:: Task to carry out ::
Below are records; reproduce exactly the lines from the one containing "Reviewer note: make sure every instance of the sleeveless" through the end, both included, and only those.

....

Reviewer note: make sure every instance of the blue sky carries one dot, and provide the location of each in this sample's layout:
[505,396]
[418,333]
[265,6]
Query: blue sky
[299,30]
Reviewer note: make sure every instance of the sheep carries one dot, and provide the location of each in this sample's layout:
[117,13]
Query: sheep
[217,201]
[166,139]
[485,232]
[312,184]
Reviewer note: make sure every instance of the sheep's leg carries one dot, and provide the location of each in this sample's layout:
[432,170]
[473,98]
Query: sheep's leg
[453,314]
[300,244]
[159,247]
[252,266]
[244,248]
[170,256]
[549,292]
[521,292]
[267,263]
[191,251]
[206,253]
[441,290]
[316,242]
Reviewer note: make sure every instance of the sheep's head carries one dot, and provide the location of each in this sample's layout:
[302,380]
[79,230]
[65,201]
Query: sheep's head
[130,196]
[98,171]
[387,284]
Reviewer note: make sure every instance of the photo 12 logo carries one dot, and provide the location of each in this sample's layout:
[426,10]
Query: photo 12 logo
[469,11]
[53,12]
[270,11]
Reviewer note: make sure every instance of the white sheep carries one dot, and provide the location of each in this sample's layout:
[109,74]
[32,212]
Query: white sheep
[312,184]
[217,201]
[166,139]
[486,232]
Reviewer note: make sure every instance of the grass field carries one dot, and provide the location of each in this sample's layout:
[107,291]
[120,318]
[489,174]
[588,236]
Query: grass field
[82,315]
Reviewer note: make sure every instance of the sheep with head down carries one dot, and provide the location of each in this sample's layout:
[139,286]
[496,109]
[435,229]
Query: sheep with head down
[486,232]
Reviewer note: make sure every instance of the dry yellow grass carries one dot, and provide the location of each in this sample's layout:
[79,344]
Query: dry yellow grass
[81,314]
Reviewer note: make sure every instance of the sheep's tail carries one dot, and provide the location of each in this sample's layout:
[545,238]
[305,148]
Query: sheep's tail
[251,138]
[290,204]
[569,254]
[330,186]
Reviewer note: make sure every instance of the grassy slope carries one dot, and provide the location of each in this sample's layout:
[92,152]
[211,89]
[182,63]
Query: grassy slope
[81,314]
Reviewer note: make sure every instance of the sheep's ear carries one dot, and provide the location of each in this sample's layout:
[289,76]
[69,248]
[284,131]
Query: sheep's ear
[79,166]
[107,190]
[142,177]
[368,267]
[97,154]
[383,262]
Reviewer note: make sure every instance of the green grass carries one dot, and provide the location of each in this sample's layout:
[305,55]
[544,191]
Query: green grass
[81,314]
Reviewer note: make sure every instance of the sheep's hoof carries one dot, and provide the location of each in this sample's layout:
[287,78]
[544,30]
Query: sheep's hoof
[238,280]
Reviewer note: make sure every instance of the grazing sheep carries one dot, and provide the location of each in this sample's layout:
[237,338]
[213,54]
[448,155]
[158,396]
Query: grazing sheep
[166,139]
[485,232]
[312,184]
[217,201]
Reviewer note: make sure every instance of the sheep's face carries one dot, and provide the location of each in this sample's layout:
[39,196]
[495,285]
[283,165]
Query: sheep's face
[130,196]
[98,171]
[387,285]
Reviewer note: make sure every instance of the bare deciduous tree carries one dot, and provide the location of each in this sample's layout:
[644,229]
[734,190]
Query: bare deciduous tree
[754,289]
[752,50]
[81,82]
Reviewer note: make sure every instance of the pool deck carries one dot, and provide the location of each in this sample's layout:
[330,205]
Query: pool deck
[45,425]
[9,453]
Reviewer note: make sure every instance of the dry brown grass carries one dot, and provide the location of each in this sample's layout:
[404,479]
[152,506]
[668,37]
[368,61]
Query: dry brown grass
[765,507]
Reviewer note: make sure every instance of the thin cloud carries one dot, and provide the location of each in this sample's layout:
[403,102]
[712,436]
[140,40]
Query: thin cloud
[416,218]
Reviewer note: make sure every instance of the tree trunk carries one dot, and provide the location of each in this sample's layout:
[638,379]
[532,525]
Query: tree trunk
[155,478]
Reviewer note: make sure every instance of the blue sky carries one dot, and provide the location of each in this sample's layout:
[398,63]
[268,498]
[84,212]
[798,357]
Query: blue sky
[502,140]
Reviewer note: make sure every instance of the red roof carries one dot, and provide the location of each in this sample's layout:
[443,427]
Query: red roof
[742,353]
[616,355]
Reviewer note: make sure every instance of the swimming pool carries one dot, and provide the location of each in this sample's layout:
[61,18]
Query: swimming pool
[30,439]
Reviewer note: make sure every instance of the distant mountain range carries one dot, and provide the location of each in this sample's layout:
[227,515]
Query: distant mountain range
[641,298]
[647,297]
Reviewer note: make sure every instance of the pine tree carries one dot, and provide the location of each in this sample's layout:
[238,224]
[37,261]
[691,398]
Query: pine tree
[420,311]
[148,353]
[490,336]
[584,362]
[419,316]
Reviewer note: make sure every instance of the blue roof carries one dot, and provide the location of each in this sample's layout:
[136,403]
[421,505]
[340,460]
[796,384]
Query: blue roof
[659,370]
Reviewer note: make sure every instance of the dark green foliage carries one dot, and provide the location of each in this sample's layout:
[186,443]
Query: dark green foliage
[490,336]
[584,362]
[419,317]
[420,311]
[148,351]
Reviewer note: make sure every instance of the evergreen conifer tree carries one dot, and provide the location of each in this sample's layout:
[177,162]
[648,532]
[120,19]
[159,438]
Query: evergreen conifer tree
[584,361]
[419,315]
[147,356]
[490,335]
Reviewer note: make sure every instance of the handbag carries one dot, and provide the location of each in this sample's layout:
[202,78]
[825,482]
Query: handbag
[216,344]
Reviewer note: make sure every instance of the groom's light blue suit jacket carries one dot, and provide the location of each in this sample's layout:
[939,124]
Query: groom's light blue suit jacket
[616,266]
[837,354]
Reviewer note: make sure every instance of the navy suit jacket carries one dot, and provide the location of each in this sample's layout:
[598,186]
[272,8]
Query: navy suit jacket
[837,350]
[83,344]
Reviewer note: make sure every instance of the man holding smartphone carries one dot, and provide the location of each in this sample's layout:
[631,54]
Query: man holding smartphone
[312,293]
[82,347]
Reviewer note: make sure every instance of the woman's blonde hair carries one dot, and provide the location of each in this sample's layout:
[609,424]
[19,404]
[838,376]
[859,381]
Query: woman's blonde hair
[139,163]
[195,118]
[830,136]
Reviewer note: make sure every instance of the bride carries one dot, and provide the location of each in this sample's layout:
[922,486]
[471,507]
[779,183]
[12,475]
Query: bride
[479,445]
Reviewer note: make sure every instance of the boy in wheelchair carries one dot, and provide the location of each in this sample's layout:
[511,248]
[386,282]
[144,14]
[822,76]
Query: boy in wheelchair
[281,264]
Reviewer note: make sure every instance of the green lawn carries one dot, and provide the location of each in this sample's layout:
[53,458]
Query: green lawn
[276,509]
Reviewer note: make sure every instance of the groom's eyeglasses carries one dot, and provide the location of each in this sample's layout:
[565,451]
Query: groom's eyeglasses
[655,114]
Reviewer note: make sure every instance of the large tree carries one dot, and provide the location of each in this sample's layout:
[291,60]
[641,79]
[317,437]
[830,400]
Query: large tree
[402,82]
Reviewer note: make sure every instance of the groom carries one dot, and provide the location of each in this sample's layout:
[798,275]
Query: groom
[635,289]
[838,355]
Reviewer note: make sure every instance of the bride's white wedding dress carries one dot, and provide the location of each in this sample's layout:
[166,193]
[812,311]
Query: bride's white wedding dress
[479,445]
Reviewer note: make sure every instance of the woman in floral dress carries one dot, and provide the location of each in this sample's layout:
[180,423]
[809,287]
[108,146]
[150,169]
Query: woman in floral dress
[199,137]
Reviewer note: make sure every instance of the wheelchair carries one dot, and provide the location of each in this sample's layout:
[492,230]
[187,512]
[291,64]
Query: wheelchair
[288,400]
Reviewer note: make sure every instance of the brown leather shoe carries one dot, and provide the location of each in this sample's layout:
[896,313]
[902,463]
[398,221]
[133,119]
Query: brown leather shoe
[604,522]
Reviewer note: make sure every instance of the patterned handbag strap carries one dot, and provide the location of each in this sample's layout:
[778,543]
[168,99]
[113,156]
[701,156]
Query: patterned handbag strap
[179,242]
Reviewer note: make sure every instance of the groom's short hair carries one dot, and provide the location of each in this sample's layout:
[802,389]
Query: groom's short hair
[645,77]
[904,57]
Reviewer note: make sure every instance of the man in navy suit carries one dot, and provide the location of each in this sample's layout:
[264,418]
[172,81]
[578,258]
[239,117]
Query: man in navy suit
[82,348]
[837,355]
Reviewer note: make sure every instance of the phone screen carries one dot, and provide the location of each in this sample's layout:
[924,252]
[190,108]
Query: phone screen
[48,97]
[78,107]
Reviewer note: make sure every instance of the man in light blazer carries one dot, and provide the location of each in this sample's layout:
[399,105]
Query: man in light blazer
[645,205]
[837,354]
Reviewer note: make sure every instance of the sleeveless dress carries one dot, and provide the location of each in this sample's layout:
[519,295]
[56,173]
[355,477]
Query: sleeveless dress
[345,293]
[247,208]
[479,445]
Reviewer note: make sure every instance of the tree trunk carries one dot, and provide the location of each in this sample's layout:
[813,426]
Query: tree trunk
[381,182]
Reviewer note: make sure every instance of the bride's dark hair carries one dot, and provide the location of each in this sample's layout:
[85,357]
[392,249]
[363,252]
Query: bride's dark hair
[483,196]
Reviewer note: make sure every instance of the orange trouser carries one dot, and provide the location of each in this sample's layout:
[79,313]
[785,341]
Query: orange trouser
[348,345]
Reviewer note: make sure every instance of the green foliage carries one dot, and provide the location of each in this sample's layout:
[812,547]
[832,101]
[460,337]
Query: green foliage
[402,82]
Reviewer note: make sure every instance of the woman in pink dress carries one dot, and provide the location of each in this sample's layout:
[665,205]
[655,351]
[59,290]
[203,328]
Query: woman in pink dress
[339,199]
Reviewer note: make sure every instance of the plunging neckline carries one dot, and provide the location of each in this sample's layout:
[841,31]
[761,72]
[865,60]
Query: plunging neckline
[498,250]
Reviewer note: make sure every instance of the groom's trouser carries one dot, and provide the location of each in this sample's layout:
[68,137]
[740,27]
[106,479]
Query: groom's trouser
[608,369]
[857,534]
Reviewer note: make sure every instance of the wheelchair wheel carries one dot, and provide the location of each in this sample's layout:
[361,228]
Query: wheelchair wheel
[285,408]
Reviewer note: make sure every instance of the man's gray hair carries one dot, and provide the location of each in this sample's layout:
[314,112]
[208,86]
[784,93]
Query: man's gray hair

....

:: Result of the exercise ::
Reviewer note: make sure every instance of the sleeveless dress carries one dot, and provide the location of each in this sample's layout:
[519,295]
[56,173]
[355,477]
Query: sleeveless dress
[345,293]
[247,208]
[479,445]
Reviewer note: make sure every instance of the tree trunk carries one dot, and provide the location of each in this sample's layout:
[813,426]
Query: tree trunk
[381,182]
Reviewer note: make sure every instance of the bride's dark hair carries one dot, and provide the location of each in this sample's layout:
[85,357]
[392,249]
[363,252]
Query: bride's dark hair
[483,196]
Reviewer note: make sure every instance of the orange trouser carries one dot, and provide the location of each in this sample's layout:
[79,313]
[785,341]
Query: orange trouser
[348,345]
Reviewer note: make sure every instance of the green foliage carries one dot, and provide the location of each in this sample's layout:
[812,547]
[832,101]
[460,337]
Query: green foliage
[402,82]
Reviewer note: make sure every instance of the woman in pink dress carries one dot, and provide the location of each in this sample's layout:
[665,205]
[655,351]
[59,290]
[203,328]
Query: woman in pink dress
[339,199]
Reviewer note: make sure every instance of the plunging neckline carries one dot, and provide the location of each in this sample's layout:
[841,31]
[761,72]
[865,60]
Query: plunging neckline
[498,250]
Reviewer note: make sure every instance of the groom's trouser carries one dot, and provide the location of each in this sample's layout:
[68,137]
[740,27]
[106,479]
Query: groom's trouser
[608,369]
[857,534]
Reviewer note: make sure every instance of the wheelchair wheel carries one dot, and provide the location of each in this sample's layout:
[361,228]
Query: wheelchair wheel
[285,408]
Reviewer note: make sure every instance of the man's gray hair carries one dot, and provide the location of each in this sample's layout:
[314,112]
[208,86]
[784,93]
Query: man's gray hair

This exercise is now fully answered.